● **DATA FOR ANALYSIS**

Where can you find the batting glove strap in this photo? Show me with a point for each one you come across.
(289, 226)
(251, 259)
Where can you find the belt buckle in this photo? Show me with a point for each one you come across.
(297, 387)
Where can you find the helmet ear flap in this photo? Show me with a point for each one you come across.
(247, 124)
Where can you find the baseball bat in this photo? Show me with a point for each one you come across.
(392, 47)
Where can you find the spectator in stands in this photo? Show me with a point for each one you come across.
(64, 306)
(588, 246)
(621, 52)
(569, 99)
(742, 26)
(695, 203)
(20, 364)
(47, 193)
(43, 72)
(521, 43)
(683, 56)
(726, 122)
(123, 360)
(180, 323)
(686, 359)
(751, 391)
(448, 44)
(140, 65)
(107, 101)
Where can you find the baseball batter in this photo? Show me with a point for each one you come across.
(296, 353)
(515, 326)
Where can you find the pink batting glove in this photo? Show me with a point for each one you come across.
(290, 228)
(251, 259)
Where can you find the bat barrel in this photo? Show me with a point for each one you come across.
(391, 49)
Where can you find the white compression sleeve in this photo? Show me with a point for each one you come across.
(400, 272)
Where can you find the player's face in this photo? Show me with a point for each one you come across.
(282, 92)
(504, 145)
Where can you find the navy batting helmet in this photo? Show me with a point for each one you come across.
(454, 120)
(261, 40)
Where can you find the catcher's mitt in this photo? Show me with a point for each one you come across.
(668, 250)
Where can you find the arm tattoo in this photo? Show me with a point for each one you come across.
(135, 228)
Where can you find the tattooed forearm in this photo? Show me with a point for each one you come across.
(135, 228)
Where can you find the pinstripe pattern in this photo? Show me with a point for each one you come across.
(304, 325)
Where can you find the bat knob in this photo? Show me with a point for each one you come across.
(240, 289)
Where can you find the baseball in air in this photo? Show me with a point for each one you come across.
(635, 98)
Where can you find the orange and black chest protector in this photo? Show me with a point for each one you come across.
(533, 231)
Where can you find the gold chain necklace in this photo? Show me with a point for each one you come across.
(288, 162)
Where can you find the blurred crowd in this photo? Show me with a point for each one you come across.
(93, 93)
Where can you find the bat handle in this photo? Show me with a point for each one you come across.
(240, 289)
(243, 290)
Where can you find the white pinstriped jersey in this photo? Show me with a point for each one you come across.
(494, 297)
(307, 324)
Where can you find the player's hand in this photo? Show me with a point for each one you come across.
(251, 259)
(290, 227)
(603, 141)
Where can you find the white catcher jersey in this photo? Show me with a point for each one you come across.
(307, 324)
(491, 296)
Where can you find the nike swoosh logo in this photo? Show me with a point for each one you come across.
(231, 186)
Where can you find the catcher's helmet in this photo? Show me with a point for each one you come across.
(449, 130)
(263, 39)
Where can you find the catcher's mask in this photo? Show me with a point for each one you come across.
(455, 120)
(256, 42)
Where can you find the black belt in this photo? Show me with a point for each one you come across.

● **EXERCISE DIRECTIONS**
Go through the entries and repeat each one exactly.

● **RESULT**
Where can you find the batting glove strap in this photo? Show me with a point for each one you come across.
(289, 226)
(251, 259)
Where can you find the belt buckle in this photo? Show me with a point for each one you come across.
(297, 387)
Where can you find the helmet ear flap in this photo? Show me with a point for each one you come across.
(247, 124)
Where can you find the baseball bat in this photo? Show me with a point for each one you come across.
(392, 47)
Where can you find the spectator in stands in this photo? Show me with a point for each one you come across.
(64, 306)
(588, 246)
(621, 52)
(569, 99)
(742, 26)
(695, 203)
(20, 364)
(47, 193)
(43, 72)
(521, 43)
(683, 56)
(726, 122)
(123, 360)
(180, 323)
(686, 359)
(751, 391)
(448, 44)
(140, 65)
(107, 101)
Where can you find the baseball batter in this photo? Show me with a point for each one you come across.
(296, 353)
(515, 326)
Where can you find the pink batting glove in this photo? Show me with a point for each one you come across.
(290, 228)
(251, 259)
Where can you find the bat barrel in this photo? Show me with a point for each one you come across.
(391, 49)
Where can you find the white compression sleeve in this photo? Show me with a point for each one you come across.
(400, 272)
Where can you find the player's face in this photo? Show me with a point for each one you come across.
(282, 92)
(504, 145)
Where can you find the navy batting helmet in this photo? Show me with a point for each one you come across.
(454, 120)
(261, 40)
Where can you find the catcher's mitt in this photo? Show me with a point for each one you come across.
(668, 250)
Where can you find the arm tattoo in this photo? Show me with a point for each one you come across.
(135, 228)
Where can you find the tattooed forearm in this photo? Show me with a point for each one you come across.
(135, 228)
Where can you find the pinstripe pattern in this photo? Show me with a point for each one you come across.
(304, 325)
Where can you find the bat knob in this photo? Show me with a point for each one you come across.
(240, 289)
Where can you find the baseball in air in this photo? Show me with a point for each one you come across.
(635, 98)
Where can you find the orange and black chest protector in this photo? Show me with a point for each one you come across.
(533, 231)
Where can you find the gold chain necklace in this photo? Show me with a point for each one you come across.
(288, 162)
Where can you find the blurred crowd in this photo? Show me with a point for each one you come across.
(93, 93)
Where can you find the bat handle in this photo? Show me with a point for each one you come across.
(240, 289)
(243, 290)
Where can you find the white pinstriped jersey in this photo? Show me with a point for each one you come across.
(494, 297)
(307, 324)
Where can you find the player's hand in this photo? Show me with a point for each one you come across.
(251, 259)
(290, 227)
(603, 141)
Where can you find the white catcher jersey in this photo? Show me with a point for each one you come across.
(307, 324)
(491, 296)
Where can you find the nike swoosh logo in this photo? Show me with a point for each one you come across.
(231, 186)
Where can you find the catcher's helmet in this photo? Show me with a point for each one you come across.
(449, 130)
(263, 39)
Where can you find the catcher's mask in this photo? Show me with a point for each one you come across.
(455, 120)
(256, 42)
Where can you find the black belt in this photo? Show me with a point for each one you come across.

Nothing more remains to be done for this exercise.